**** DOCUMENT EXTRACT

Liability is often a contentious topic (and typically the last provision to be agreed) in a technology or outsourcing contract negotiation. In a claim for losses suffered in connection with the contract, liability clauses can function as both a sword to the claimant and as a shield to the other party, if they are clearly drafted, by providing for:
- The losses that can be claimed, and the circumstances as to when a party’s liability is unlimited (i.e. a sword to the claimant); and
- The losses that cannot be claimed, and the maximum amounts for which a party can be responsible (i.e. a shield to the other party).
Focusing on English-law governed technology and outsourcing contracts, here we:
- Provide an overview of what we typically expect to see in liability clauses.
- Examine some key considerations in relation to such clauses.
- Discuss the parties’ disparate interests in negotiating them; and
- Highlight some recent market trends in the allocation of risk for liability in technology and outsourcing contracts. (We do not attempt to set out the law in general on liability clauses, as our intention is to focus on the parties’ respective commercial positions and current market norms).
Risk allocation
The purpose of a liability clause is to allocate risk. While the negotiations often centre around legal principles and drafting, risk is ultimately a commercial issue, the appetite for which is driven by commercial imperatives.

********

## STATED EXERCISE
Reproduce word for word the passage of the piece on liability clauses that begins with "Liability is often" and ends after "the other party).".

**** SOURCE EXCERPT

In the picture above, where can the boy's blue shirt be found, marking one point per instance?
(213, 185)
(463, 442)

********

## ANSWER FOR THIS EXERCISE
Liability is often a contentious topic (and typically the last provision to be agreed) in a technology or outsourcing contract negotiation. In a claim for losses suffered in connection with the contract, liability clauses can function as both a sword to the claimant and as a shield to the other party, if they are clearly drafted, by providing for:
- The losses that can be claimed, and the circumstances as to when a party’s liability is unlimited (i.e. a sword to the claimant); and
- The losses that cannot be claimed, and the maximum amounts for which a party can be responsible (i.e. a shield to the other party).